Problem to work on: Pull out each line below that contains the string "blurred", and copy those lines. Case counts, so uppercase and lowercase letters must match.

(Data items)
——————————
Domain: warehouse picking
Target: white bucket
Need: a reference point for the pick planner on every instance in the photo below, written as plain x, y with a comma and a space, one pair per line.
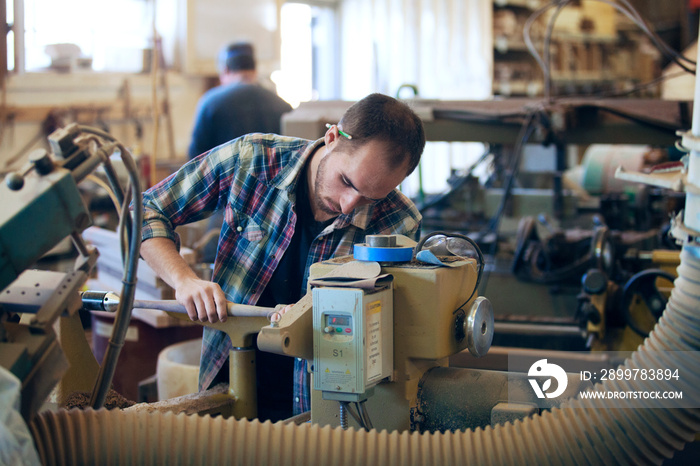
177, 371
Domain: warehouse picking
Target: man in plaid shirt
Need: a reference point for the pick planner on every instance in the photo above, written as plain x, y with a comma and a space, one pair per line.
287, 203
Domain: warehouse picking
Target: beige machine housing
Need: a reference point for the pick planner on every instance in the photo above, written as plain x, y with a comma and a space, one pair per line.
430, 304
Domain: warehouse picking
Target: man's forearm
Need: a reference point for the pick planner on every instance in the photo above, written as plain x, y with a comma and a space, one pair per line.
162, 256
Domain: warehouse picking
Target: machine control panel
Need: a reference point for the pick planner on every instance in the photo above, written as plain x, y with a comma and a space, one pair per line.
338, 324
353, 340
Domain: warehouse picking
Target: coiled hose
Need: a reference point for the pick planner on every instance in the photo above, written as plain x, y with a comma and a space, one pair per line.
578, 432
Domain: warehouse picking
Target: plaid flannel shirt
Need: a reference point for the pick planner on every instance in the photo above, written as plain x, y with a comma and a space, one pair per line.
254, 179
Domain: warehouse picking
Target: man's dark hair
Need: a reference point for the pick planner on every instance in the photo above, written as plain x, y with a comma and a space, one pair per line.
237, 57
383, 118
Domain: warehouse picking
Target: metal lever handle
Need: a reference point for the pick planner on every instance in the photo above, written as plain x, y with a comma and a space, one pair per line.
109, 301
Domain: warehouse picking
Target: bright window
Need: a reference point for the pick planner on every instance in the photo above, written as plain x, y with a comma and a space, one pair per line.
99, 35
308, 66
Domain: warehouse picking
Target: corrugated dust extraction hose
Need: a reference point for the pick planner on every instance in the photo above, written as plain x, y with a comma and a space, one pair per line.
578, 432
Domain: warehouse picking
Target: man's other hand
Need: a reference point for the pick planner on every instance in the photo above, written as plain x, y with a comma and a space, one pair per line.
204, 300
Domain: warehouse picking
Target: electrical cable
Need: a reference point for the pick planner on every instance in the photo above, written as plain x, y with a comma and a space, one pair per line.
102, 184
132, 244
348, 409
548, 53
364, 414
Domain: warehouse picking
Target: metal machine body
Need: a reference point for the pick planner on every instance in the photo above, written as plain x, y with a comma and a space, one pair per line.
430, 315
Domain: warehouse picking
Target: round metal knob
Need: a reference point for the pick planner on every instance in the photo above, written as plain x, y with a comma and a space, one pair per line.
478, 327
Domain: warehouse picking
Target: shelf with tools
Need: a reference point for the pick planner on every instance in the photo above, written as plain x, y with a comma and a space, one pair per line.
592, 49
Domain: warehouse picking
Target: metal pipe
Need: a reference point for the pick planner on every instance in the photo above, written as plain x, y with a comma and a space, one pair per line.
510, 328
108, 301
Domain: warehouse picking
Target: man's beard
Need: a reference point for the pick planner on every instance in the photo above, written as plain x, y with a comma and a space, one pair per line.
318, 189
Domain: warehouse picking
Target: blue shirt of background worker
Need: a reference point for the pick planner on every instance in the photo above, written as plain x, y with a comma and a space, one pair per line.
238, 106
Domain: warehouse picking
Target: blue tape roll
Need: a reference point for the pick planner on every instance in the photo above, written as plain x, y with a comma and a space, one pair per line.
364, 252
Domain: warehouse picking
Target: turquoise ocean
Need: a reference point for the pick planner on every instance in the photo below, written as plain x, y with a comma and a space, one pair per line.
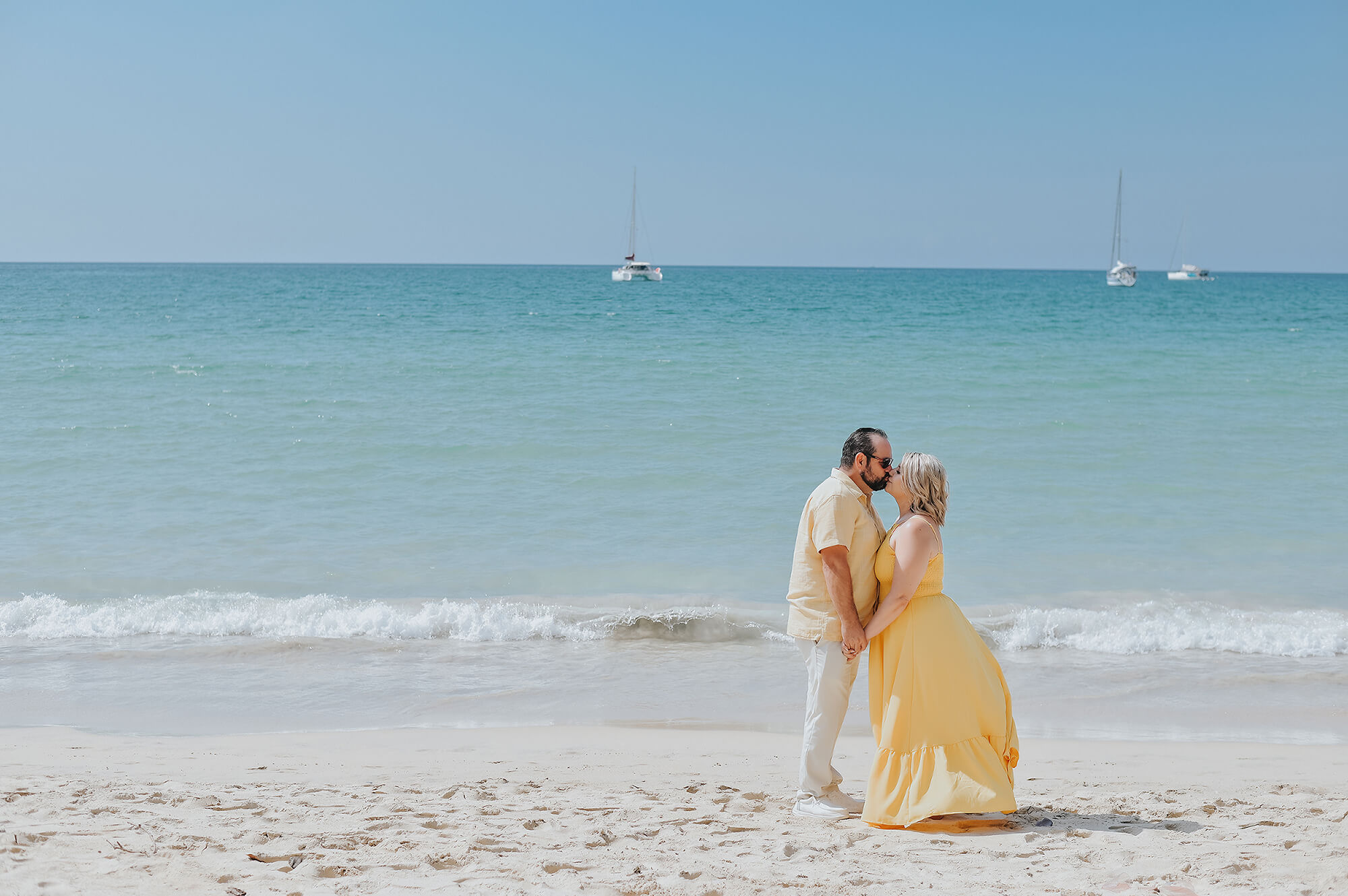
292, 498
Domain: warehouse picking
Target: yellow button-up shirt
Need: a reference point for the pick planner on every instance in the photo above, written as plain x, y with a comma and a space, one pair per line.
838, 513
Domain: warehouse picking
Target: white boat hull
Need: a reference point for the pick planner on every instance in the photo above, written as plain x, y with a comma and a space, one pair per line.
623, 276
1198, 274
1122, 276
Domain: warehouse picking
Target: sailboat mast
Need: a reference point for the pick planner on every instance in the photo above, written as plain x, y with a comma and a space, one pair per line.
632, 239
1117, 247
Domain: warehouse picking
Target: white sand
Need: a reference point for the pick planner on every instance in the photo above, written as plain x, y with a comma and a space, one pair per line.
641, 812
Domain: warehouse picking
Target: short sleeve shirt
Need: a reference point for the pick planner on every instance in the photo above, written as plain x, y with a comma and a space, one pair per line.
838, 513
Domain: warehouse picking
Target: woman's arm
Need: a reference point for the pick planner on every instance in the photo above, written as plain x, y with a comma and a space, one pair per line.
912, 550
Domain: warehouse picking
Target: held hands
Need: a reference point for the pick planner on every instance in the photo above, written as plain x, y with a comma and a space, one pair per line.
854, 641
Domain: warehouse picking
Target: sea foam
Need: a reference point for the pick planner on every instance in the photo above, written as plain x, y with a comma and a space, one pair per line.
1148, 627
211, 615
1153, 627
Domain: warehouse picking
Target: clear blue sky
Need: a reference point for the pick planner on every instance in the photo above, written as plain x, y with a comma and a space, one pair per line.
928, 135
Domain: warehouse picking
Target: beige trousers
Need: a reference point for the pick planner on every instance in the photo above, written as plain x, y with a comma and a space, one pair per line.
828, 686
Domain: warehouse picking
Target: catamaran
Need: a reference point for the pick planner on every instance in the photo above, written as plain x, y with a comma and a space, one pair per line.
1120, 274
1187, 271
634, 270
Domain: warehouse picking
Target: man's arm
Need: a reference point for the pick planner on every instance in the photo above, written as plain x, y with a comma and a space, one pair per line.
838, 579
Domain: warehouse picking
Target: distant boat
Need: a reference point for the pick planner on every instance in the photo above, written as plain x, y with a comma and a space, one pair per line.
634, 270
1187, 271
1191, 273
1120, 273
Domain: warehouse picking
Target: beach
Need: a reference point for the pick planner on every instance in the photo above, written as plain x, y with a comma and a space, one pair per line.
471, 579
629, 810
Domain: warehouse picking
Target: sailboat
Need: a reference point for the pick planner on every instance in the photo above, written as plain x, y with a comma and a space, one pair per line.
634, 270
1187, 271
1120, 274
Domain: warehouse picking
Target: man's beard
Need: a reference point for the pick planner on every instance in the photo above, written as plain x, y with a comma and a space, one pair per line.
877, 486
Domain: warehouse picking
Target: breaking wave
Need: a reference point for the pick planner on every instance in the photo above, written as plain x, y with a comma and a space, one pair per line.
1148, 627
210, 615
1153, 627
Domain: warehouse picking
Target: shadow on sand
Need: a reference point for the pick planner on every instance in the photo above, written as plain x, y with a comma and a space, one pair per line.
1036, 819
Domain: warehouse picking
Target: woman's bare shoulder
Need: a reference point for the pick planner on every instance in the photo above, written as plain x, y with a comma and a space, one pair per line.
917, 532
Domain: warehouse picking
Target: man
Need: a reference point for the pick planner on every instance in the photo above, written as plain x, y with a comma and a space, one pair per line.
832, 596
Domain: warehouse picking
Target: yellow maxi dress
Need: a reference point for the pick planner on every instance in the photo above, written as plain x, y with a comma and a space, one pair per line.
942, 712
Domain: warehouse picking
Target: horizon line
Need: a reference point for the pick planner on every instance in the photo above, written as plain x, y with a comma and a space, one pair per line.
575, 265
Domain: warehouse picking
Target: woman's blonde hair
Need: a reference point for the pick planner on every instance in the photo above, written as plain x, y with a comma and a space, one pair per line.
924, 478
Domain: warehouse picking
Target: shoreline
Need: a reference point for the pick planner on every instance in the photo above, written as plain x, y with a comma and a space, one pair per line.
642, 810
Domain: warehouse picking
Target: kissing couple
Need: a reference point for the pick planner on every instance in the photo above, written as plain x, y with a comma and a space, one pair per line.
940, 707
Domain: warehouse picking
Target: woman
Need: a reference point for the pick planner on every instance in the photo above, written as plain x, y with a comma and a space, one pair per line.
940, 705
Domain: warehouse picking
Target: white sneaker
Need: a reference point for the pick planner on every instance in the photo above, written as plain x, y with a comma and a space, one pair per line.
822, 808
834, 797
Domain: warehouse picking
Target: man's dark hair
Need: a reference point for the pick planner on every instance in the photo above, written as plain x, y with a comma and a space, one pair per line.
861, 443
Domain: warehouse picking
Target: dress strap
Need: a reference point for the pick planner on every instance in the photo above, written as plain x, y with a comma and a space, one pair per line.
931, 525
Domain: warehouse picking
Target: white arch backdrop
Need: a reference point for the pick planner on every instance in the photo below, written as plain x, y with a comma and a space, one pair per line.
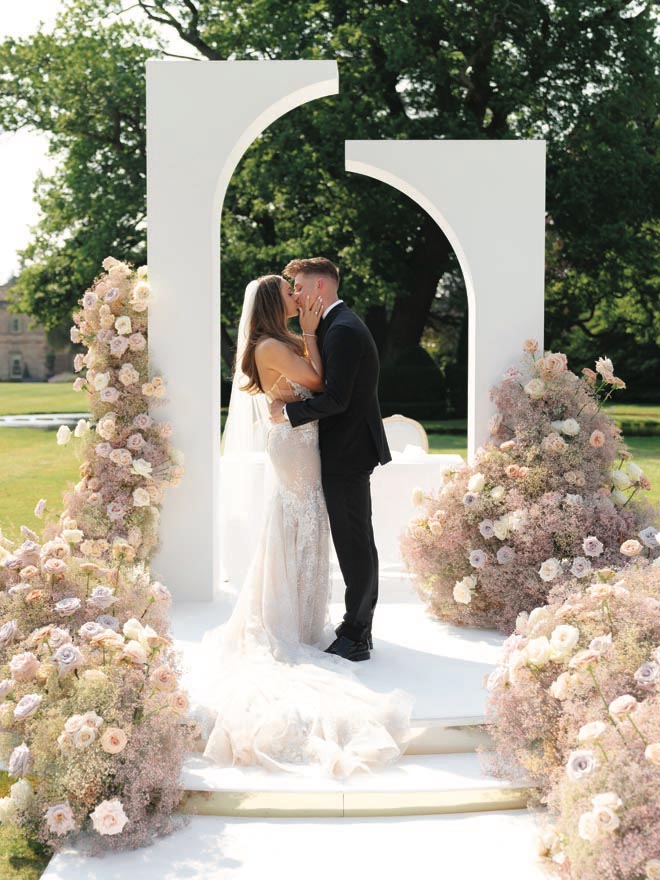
487, 196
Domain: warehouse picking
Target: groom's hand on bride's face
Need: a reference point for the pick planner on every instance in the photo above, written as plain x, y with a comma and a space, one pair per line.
276, 414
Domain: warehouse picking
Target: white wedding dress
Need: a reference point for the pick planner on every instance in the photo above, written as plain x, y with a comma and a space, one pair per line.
281, 702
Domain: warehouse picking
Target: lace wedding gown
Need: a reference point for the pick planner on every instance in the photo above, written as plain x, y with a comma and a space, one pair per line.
279, 701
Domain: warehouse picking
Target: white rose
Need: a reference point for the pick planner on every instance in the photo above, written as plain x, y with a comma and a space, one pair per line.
538, 651
652, 869
135, 652
588, 827
620, 480
109, 817
592, 731
501, 528
141, 497
623, 706
85, 736
535, 388
141, 467
559, 688
607, 799
27, 706
123, 325
8, 811
618, 497
606, 819
563, 639
476, 483
63, 435
22, 794
570, 427
73, 536
549, 569
462, 592
101, 381
82, 428
581, 763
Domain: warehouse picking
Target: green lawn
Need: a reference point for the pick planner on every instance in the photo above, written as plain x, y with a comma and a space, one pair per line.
19, 398
32, 466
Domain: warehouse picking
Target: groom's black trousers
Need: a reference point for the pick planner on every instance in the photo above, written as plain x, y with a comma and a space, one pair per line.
348, 499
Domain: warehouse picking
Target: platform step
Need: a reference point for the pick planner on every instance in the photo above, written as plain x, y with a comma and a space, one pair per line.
499, 846
443, 667
415, 785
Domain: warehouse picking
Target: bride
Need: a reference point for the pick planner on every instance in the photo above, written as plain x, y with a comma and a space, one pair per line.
278, 699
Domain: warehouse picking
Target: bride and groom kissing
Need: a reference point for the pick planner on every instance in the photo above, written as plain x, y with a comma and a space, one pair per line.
283, 686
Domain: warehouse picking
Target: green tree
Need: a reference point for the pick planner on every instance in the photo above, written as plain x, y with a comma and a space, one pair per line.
578, 73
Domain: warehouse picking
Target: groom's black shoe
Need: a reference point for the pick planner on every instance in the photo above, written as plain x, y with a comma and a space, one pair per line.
369, 639
349, 649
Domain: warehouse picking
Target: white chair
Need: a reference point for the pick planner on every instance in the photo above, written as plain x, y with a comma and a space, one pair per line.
401, 432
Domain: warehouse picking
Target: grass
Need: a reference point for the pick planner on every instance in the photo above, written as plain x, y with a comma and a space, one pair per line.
20, 398
32, 466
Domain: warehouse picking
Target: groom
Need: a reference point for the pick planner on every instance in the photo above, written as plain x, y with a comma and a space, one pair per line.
352, 442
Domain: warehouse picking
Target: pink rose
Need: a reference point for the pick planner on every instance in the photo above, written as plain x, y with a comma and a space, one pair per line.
631, 548
113, 740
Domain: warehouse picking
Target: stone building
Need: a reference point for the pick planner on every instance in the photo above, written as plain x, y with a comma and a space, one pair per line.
25, 354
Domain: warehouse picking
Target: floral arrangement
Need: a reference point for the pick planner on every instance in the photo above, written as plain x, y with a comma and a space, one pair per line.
575, 709
552, 495
93, 722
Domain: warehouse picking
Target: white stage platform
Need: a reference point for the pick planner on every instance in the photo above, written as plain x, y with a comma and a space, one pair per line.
442, 666
499, 846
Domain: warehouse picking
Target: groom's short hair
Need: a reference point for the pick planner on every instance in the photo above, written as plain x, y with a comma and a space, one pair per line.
312, 266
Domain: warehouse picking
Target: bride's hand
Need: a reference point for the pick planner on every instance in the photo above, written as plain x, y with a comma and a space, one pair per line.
310, 315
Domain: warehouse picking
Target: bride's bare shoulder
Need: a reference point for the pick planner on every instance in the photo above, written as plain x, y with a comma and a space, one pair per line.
268, 348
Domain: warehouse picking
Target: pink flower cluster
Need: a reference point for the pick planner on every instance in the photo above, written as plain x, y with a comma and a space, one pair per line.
93, 720
575, 709
552, 495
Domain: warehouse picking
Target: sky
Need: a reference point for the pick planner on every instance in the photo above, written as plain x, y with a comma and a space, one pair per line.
24, 152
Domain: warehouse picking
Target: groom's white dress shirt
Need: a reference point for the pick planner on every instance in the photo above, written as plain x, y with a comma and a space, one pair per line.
323, 316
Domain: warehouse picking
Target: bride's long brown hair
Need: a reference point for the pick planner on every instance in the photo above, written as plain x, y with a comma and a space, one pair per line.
268, 320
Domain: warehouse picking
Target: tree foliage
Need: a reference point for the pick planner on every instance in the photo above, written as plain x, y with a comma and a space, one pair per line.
582, 75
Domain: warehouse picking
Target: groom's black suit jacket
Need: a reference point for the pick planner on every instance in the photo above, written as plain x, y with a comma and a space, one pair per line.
351, 433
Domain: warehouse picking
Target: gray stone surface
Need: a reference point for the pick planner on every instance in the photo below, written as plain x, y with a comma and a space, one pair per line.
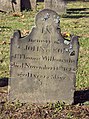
57, 5
43, 64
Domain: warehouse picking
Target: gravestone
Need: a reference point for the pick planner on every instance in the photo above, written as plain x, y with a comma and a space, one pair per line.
43, 64
57, 5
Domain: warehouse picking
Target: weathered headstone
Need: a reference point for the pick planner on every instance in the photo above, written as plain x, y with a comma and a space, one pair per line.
43, 64
17, 5
57, 5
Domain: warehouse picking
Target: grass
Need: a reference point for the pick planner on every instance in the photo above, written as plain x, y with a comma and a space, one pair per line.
24, 22
70, 23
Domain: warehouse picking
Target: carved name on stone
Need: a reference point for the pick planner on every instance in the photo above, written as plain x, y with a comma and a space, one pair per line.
43, 64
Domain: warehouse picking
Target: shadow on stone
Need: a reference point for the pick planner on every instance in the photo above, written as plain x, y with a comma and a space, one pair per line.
3, 82
81, 96
25, 5
75, 16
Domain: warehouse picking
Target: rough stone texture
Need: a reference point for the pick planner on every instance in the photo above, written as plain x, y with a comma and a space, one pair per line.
33, 4
57, 5
43, 64
17, 5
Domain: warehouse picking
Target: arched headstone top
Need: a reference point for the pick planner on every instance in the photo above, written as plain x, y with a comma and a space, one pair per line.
47, 17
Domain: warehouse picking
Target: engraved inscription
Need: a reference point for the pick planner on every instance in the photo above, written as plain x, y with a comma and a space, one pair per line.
42, 65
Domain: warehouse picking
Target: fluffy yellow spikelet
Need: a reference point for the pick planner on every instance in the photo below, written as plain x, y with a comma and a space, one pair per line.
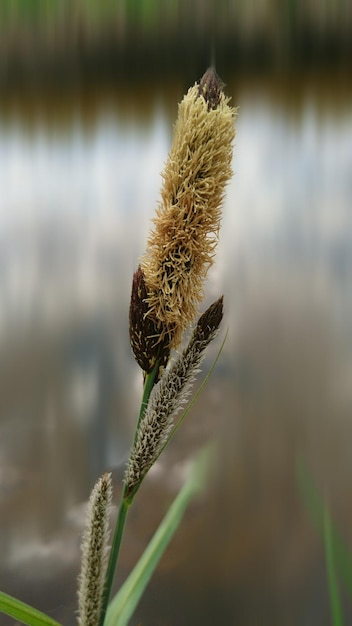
181, 245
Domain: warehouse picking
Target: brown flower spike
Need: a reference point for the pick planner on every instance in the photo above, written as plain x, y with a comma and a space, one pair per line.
150, 341
181, 246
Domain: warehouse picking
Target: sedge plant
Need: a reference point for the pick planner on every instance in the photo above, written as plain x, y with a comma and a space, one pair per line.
168, 336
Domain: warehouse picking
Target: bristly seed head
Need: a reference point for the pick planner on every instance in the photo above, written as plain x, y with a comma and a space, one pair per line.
168, 397
181, 245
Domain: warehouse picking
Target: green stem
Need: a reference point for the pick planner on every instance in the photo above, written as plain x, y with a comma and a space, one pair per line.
148, 386
115, 549
125, 503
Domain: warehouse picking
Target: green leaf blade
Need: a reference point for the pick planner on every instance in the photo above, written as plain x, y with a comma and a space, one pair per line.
125, 602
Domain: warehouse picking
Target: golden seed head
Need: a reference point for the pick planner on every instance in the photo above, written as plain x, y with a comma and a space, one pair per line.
181, 245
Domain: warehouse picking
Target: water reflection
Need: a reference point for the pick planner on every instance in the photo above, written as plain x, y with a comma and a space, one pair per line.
79, 181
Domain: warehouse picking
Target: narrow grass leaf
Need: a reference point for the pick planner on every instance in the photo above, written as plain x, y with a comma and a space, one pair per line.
316, 508
23, 612
125, 602
336, 610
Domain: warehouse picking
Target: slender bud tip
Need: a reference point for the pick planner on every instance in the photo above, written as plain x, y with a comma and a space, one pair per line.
209, 322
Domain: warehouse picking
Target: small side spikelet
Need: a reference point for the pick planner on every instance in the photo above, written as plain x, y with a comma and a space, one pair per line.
150, 341
94, 553
168, 397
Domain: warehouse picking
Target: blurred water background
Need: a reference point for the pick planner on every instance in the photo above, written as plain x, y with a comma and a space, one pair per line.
89, 93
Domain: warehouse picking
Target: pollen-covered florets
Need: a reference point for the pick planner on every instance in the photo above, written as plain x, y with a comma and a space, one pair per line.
181, 246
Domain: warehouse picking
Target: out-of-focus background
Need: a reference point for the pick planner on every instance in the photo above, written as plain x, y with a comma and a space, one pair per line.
89, 93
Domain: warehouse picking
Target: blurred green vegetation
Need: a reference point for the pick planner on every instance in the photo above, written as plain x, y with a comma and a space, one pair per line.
39, 37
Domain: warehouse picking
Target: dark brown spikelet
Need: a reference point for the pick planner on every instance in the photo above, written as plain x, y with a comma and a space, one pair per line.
149, 341
210, 87
209, 322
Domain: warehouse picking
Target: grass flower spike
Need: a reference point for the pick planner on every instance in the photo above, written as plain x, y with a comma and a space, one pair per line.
181, 245
95, 553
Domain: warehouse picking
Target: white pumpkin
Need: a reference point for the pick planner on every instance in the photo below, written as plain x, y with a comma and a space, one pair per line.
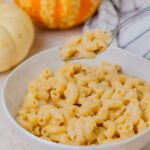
——————————
Written answer:
Target: blurred water background
Target: blurred green vegetation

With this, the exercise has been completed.